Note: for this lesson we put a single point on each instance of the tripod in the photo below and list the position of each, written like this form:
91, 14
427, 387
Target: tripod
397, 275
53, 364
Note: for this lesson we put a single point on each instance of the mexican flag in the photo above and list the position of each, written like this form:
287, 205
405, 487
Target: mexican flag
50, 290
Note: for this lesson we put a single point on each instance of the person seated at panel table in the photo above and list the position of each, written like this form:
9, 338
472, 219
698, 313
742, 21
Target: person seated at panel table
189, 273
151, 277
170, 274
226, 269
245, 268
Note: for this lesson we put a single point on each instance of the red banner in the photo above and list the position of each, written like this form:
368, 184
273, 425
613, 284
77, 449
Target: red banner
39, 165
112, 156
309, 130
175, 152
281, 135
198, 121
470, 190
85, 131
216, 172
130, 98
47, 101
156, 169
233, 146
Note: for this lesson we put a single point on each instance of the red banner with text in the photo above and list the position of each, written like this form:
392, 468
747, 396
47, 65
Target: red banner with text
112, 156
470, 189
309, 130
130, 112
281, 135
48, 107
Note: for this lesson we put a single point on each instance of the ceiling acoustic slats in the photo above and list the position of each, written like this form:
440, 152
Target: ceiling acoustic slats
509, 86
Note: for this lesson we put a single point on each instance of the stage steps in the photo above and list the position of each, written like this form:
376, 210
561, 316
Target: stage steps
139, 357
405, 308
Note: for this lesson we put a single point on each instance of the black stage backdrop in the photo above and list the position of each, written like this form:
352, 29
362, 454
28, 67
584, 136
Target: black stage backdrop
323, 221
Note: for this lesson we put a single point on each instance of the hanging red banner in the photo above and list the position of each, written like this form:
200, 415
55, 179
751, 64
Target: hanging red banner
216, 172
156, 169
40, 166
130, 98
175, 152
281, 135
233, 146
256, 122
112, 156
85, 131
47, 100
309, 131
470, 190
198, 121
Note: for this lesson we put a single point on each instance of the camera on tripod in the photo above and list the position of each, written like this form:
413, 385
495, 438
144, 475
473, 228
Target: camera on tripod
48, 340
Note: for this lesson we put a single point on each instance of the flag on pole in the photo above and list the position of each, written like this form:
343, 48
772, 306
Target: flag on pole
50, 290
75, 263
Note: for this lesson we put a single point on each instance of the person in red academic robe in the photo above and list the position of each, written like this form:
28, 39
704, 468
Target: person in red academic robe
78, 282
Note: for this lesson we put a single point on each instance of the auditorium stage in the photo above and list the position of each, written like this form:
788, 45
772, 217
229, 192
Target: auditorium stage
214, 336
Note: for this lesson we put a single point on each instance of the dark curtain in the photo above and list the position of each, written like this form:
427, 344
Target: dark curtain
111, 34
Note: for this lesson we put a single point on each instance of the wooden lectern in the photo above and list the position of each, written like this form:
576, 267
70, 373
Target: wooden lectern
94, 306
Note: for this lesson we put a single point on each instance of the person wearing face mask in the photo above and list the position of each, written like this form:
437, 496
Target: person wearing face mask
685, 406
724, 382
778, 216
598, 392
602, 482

════

Exercise directions:
Retype all of the material above, word for word and line for line, without changing anything.

Final result:
Note: for this lesson we put a single point on each instance of the tripod in the photo below and list the position of each, written like this form:
91, 14
427, 387
Target: tripod
397, 275
53, 364
Note: for this lesson we put a single point on each instance of the mexican flag in the photo above and list the position of each, written like this form:
287, 205
405, 487
Target: mexican flag
50, 290
Note: for this lesson we put a single point on each instance of the person seated at panel table in the photo above and list the position of each, written like this form:
9, 338
472, 219
698, 313
742, 21
Target: person seated at panel table
189, 273
151, 277
170, 274
226, 269
245, 268
Note: for this lesson we put a single point on each instance of the red banner in the photo above and list the position of each, written like this form:
368, 184
273, 425
613, 284
77, 449
Target: red banner
39, 165
112, 156
309, 130
175, 152
281, 135
198, 121
470, 190
85, 131
216, 172
130, 98
47, 101
156, 169
233, 146
Note: for this lesson we put a single point on each instance of the red banner with text in the photo above and list the position of each, written like this form:
392, 468
747, 396
47, 65
Target: red banner with text
112, 156
470, 189
309, 130
130, 112
281, 135
48, 107
Note: for this lesson we put a single point on each instance of the ceiling acoustic slats in the photo above and list the position of each, written like this form:
440, 152
Target: ceiling acoustic slats
509, 86
Note: for this lesson we put a single point on each instance of the stage steps in the photo above and list the position of each, written like this form:
376, 210
561, 316
Target: stage steps
139, 357
405, 308
Note: for this lesson we put a single point on each instance of the black stage backdrop in the photo above and list the position of each, written like this form:
352, 29
362, 454
28, 67
584, 136
Target: black stage backdrop
323, 221
Note: for this lesson we put a single point on each instance of the hanging red banner in the photo above and list the position of each, written like this form:
200, 415
55, 179
751, 64
Target: hanging red banner
216, 172
156, 169
40, 166
130, 98
175, 152
281, 135
233, 146
256, 122
112, 156
85, 131
47, 100
309, 131
470, 190
198, 121
Note: for this lesson we put a single point on each instance of the camera on tripod in the photo above and list the position of each, written like this form:
413, 385
495, 438
144, 475
473, 228
Target: camera on tripod
48, 340
Note: for this lesson we put a single point on each instance of the flag on pole in the photo above and list the position of each, written like this form:
343, 48
772, 306
Target: flag on pole
50, 290
75, 263
Note: for this lesson we put a single point on each instance of the person in red academic robe in the photo above and list the position of each, written like this form:
28, 39
704, 468
Target: person in red academic robe
78, 282
Note: for this lesson we put a single point on each instance of the auditorium stage in the photo above and list the position of each, written like this form:
788, 45
772, 217
229, 192
Target: auditorium stage
214, 336
Note: for this lesson we put a single point on each instance of the dark curtain in the photo above and list the position of each, written like this form:
427, 344
Target: dark curtain
111, 34
Note: for this lesson we put a single point on each instance of the wooden lectern in the photo above and list the position of each, written like this form:
576, 267
70, 373
Target: wooden lectern
94, 306
Note: for this lesson we put a single point on each instance of the person wearing face mask in the photo above and list the position of each, written like this form:
437, 496
Target: person wearing face mask
685, 406
724, 382
778, 216
598, 392
602, 482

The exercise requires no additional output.